The entries below are to be written out again without alteration.

─── ENTRIES PROVIDED ───

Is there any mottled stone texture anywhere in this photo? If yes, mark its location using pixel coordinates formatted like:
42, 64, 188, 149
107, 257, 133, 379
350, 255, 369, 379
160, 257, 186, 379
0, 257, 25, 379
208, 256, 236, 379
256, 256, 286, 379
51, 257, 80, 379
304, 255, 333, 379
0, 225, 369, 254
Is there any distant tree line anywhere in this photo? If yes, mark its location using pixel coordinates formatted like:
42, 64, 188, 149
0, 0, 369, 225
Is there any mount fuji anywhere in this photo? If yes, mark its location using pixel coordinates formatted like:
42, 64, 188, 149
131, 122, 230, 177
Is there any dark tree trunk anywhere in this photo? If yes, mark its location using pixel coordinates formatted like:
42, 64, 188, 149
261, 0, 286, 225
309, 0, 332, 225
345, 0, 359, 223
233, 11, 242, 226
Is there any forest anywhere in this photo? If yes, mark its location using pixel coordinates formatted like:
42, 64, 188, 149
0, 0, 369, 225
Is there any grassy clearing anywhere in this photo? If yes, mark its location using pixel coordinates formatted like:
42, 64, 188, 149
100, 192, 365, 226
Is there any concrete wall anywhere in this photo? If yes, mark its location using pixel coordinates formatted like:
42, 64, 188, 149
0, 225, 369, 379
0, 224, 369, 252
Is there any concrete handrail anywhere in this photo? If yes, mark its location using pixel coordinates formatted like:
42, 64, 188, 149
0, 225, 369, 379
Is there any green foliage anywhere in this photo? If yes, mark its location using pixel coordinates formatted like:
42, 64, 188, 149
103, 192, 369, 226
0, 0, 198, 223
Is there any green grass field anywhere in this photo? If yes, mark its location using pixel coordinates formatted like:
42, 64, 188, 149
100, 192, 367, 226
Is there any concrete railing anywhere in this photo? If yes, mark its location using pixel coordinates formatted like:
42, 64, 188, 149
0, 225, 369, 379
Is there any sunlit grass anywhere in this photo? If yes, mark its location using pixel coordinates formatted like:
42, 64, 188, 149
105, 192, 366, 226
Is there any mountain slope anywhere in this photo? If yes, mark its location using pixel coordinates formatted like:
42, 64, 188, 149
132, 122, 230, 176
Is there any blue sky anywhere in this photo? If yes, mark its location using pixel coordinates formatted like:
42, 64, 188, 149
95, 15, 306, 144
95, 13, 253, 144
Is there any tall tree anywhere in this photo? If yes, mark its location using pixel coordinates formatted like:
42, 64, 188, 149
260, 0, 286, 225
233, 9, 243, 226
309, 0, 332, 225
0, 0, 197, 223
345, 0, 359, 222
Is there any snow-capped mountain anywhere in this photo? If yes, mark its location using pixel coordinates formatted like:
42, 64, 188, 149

───

| SOLUTION TO THIS TASK |
Is there any mottled stone texture anywhere in this photo? If yes, mark its location using pixel coordinates formatted like:
42, 64, 188, 149
107, 257, 133, 379
350, 255, 369, 379
160, 257, 186, 379
0, 257, 25, 379
208, 256, 236, 379
256, 256, 286, 379
51, 257, 80, 379
304, 255, 333, 379
0, 225, 369, 254
Is there any distant tree line anywhere in this photo? If yes, mark its location using pixel coordinates formatted like:
42, 64, 188, 149
0, 0, 369, 225
Is there any mount fuji anywhere in this photo? If yes, mark its location using pixel coordinates formatted like:
42, 64, 188, 149
131, 122, 230, 177
Is there any dark tree trunk anywhere in this photo? If yes, mark its location using pixel coordinates formatted like:
42, 64, 188, 149
261, 0, 286, 225
309, 0, 332, 225
345, 0, 359, 223
233, 11, 242, 226
Is there any forest anywhere in this photo? If yes, mark its location using pixel coordinates formatted like:
42, 64, 188, 149
0, 0, 369, 225
Is there any grassy clearing anywhere in this photo? If yes, mark its location using pixel coordinates formatted like:
42, 64, 188, 149
100, 192, 365, 226
Is there any concrete wall anywhere in this photo? If yes, mark its location using pixel coordinates formatted like:
42, 64, 188, 149
0, 225, 369, 379
0, 224, 369, 252
Is there any concrete handrail anywhere in this photo? If yes, mark its location using pixel coordinates formatted like:
42, 64, 188, 149
0, 225, 369, 379
Is there any green foliage anywhere in this photo? If yes, mark its location using pixel coordinates formatted like:
42, 64, 188, 149
103, 192, 369, 226
0, 0, 198, 223
Is there any green grass field anywhere in this photo? If yes, mark its location using pixel coordinates formatted like:
42, 64, 188, 149
100, 192, 367, 226
Is there any concrete railing anywhere in this photo? If yes, mark its location using pixel coordinates formatted like:
42, 64, 188, 149
0, 225, 369, 379
Is there any sunlit grass anywhere in this photo? If yes, mark its location using pixel coordinates formatted like:
42, 64, 188, 149
105, 192, 366, 226
Is there any mountain slope anywhere in this photo? If yes, mark its location using pixel coordinates formatted like:
42, 64, 188, 149
132, 122, 230, 176
Is there any blue sky anywhere in this photo? If yes, mark its location using pixel coordinates formatted like:
42, 64, 188, 149
95, 15, 306, 144
95, 13, 253, 144
Is there any tall tree anywhere in this photo? If yes, mark its location using pixel coordinates formatted like:
42, 64, 188, 149
260, 0, 286, 225
233, 9, 243, 226
309, 0, 332, 225
0, 0, 197, 223
345, 0, 359, 222
Is there any snow-capped mountain anywhere in this photo? If yes, mark its location using pixel coordinates formatted like:
42, 64, 188, 149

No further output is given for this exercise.